# [THE REQUEST]
State how many lines in the items below contain the word "girl". Give the number alone.

# [TASK MATERIAL]
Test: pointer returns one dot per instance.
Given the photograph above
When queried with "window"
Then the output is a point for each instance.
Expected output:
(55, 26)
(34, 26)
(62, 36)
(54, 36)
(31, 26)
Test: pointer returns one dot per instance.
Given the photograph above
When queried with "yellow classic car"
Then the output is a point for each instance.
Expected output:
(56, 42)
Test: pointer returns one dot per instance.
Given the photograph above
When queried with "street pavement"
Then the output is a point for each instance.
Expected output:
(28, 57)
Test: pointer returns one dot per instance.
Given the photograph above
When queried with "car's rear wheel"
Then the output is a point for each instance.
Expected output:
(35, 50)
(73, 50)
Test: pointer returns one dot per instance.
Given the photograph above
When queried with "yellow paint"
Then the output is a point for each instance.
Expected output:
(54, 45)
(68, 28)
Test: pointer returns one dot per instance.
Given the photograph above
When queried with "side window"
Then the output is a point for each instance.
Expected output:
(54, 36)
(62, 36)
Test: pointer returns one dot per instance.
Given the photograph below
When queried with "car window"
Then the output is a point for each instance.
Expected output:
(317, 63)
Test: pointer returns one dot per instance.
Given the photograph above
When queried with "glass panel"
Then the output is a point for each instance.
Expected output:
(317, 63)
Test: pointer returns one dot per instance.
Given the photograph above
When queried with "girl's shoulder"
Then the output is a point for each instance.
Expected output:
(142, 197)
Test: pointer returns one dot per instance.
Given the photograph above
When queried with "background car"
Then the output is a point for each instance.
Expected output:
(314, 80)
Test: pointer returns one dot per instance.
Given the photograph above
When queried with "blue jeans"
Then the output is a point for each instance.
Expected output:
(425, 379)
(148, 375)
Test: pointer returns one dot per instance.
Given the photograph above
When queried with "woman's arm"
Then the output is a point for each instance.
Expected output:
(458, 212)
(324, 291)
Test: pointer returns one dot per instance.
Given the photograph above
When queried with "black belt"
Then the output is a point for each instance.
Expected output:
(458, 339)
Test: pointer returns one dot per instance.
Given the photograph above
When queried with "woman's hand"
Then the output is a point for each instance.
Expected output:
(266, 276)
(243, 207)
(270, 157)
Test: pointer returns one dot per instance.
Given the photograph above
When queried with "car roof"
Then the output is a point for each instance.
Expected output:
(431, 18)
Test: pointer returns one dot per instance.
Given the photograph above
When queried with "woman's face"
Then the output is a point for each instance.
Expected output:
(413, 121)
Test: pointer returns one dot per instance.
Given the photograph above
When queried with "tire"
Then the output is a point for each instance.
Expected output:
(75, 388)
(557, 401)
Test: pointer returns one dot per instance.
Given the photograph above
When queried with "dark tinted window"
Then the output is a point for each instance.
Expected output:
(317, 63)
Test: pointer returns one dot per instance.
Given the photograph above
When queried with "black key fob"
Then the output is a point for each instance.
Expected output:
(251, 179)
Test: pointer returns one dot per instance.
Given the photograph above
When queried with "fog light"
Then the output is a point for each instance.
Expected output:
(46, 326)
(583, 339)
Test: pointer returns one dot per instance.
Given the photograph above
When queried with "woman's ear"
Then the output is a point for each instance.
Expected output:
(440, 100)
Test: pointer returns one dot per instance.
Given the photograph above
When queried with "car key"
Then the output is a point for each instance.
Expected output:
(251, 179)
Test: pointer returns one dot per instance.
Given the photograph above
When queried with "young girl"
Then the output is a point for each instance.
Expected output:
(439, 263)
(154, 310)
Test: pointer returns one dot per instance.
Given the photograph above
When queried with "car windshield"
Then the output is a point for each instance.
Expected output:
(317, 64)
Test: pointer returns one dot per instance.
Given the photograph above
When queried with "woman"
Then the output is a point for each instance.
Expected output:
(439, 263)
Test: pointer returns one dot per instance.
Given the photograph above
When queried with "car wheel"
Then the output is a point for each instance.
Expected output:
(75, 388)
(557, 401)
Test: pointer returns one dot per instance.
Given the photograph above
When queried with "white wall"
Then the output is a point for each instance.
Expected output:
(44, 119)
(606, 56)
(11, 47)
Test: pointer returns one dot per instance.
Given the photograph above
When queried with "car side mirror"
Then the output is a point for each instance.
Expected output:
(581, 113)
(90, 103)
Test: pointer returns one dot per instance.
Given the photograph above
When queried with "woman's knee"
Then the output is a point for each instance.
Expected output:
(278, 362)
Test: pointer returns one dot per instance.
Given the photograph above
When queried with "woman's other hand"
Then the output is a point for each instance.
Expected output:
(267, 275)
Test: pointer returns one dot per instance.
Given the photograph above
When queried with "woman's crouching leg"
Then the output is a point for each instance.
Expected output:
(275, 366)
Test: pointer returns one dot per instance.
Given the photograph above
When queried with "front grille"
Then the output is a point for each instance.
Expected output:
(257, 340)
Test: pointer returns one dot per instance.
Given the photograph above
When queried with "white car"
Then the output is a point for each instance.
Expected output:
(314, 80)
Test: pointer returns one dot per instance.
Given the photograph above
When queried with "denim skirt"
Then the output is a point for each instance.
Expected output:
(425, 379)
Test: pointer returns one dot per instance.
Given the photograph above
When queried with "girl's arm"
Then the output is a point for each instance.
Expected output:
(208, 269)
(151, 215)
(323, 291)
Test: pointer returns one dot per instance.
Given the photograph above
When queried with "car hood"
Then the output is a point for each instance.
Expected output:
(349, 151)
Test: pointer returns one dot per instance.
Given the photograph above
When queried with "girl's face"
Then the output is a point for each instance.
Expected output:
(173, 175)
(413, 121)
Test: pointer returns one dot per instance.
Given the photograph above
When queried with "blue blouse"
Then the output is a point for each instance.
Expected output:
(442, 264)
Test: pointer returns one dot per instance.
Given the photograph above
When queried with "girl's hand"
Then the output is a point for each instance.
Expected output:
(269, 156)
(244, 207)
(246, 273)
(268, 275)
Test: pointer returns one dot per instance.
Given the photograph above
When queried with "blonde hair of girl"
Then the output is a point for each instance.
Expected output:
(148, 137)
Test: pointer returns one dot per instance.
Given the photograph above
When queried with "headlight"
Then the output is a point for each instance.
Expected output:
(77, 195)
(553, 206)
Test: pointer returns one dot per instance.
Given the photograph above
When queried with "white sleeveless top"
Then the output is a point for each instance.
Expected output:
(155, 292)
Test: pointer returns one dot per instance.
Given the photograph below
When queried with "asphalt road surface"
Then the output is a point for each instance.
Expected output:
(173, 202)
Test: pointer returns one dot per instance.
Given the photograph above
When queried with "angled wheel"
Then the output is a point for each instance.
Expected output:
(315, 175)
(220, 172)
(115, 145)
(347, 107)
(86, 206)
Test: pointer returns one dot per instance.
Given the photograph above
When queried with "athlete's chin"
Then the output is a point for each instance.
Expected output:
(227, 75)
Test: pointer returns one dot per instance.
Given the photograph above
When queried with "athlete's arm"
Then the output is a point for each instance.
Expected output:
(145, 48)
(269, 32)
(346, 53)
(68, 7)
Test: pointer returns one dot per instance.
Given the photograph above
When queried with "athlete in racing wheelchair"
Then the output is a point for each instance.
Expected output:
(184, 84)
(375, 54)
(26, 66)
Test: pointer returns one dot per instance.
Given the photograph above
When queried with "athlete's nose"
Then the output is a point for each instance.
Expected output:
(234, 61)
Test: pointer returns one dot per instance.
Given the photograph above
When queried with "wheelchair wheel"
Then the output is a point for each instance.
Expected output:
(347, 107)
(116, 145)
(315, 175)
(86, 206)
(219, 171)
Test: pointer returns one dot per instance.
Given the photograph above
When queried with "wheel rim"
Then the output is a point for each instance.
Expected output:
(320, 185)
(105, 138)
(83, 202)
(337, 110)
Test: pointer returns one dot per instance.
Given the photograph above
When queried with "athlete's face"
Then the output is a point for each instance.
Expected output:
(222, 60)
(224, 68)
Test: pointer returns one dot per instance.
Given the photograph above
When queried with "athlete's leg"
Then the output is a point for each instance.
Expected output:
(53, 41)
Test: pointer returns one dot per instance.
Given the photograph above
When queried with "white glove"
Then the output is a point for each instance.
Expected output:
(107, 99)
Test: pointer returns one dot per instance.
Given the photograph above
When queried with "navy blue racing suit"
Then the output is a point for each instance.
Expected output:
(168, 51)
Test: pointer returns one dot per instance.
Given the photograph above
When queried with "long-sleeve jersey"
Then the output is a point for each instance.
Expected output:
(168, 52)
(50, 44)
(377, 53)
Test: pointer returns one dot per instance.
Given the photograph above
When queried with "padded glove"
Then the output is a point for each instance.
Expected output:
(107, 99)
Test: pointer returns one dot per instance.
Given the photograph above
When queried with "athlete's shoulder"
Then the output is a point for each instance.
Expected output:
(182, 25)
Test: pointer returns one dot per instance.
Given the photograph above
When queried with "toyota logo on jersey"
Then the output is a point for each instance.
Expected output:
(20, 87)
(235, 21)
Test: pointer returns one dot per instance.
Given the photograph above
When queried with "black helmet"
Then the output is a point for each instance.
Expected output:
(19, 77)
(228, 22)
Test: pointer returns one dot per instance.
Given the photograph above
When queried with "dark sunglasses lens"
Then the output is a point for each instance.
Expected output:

# [SOLUTION TO THE PROBLEM]
6